--- Supplied records ---
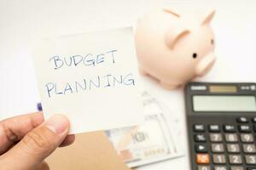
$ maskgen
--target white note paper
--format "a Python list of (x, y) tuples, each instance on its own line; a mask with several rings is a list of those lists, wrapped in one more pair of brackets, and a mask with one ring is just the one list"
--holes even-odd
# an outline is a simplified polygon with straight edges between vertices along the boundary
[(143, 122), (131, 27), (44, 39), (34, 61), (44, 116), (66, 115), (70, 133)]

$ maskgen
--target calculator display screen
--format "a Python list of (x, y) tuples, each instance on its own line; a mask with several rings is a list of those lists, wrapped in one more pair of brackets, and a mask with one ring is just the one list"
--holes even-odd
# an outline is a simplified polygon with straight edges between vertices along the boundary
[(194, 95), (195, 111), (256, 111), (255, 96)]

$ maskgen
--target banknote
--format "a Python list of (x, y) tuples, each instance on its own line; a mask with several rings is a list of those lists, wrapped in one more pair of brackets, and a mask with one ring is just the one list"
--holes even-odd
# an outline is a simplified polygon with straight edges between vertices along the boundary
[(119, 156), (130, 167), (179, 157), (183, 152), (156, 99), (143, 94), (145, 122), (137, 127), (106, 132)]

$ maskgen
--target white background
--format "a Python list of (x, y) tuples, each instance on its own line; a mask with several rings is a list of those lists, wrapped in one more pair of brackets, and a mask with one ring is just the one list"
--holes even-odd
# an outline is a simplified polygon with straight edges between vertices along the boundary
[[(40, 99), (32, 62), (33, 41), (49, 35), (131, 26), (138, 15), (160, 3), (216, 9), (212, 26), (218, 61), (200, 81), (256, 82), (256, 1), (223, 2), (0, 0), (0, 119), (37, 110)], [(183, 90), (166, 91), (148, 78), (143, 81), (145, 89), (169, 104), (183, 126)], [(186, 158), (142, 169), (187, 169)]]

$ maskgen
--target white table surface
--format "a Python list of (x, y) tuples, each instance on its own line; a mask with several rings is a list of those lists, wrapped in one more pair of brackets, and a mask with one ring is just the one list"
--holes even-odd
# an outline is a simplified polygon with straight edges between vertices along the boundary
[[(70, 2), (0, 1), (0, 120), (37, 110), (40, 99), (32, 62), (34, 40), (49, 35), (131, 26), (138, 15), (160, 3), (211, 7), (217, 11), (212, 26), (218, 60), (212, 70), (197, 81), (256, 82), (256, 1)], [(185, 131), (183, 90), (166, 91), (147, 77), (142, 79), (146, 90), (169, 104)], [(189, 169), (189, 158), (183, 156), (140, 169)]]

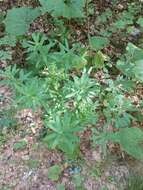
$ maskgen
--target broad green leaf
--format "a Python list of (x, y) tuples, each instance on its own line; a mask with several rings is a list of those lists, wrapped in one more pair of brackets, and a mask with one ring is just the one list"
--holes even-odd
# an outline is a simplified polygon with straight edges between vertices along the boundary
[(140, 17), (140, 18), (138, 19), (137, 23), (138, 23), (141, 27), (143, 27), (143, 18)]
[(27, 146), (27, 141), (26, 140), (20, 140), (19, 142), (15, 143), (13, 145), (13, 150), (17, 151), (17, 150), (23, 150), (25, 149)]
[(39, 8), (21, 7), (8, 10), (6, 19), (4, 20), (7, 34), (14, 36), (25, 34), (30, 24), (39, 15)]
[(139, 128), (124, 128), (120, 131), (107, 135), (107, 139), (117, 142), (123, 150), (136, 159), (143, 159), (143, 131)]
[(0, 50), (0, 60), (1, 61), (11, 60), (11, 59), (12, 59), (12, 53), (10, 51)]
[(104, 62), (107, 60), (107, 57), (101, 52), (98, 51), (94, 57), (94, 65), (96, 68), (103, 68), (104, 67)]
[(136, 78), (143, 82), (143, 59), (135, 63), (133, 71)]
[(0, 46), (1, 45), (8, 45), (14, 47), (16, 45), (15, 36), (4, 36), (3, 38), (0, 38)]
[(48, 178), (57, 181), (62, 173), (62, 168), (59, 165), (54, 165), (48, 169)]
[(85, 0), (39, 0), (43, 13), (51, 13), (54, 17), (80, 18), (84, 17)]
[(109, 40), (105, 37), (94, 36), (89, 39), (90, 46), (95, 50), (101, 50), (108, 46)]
---
--- Supplied records ---
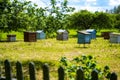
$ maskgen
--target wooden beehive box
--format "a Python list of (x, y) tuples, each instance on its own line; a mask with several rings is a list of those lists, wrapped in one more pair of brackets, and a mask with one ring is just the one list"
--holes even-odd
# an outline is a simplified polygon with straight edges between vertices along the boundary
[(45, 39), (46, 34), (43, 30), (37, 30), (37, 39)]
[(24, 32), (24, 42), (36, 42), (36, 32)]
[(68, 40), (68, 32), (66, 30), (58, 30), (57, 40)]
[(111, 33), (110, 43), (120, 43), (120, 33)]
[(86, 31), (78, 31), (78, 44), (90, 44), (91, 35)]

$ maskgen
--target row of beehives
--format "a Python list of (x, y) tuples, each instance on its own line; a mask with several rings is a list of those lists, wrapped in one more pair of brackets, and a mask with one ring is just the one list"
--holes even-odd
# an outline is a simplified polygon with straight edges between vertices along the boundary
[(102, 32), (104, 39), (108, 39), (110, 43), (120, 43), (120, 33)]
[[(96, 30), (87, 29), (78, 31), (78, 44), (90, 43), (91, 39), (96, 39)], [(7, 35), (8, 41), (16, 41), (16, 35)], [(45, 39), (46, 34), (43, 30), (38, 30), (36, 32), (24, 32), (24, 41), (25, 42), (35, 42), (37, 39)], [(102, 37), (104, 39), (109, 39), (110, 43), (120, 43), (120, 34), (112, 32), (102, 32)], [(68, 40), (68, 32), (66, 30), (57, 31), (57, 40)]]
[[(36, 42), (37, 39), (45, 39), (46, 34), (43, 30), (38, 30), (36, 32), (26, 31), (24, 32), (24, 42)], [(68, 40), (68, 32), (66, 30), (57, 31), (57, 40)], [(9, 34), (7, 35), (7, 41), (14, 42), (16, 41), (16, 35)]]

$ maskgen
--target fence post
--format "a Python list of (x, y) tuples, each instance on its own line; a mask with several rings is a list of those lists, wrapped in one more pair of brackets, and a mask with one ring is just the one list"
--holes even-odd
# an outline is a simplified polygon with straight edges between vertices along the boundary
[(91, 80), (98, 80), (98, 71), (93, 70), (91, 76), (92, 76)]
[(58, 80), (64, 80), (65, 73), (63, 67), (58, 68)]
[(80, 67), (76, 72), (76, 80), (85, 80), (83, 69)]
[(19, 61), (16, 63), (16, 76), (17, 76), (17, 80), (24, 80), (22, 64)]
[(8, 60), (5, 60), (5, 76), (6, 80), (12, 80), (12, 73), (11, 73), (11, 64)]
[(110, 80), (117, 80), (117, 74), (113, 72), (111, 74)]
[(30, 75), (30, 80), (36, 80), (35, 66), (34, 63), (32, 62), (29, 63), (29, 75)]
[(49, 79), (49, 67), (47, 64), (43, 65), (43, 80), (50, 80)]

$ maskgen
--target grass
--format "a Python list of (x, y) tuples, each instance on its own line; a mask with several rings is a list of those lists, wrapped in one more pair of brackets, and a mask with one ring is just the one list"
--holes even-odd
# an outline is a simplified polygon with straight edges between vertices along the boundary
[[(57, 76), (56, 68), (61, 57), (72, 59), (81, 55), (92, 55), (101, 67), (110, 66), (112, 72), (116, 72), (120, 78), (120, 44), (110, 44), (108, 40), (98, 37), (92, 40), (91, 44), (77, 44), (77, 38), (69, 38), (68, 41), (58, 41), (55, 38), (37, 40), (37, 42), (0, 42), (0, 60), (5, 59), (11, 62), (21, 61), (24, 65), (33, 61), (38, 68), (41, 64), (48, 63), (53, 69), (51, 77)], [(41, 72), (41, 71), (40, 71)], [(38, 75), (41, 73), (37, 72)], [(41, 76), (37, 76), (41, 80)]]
---
§ Exercise directions
Locate every line of the items above that contains the string "target", and copy each such line.

§ Answer to the problem
--target white note paper
--target calculator display screen
--target banknote
--target white background
--target white table surface
--target broad green leaf
--target wooden beehive box
--target row of beehives
--target fence post
--target grass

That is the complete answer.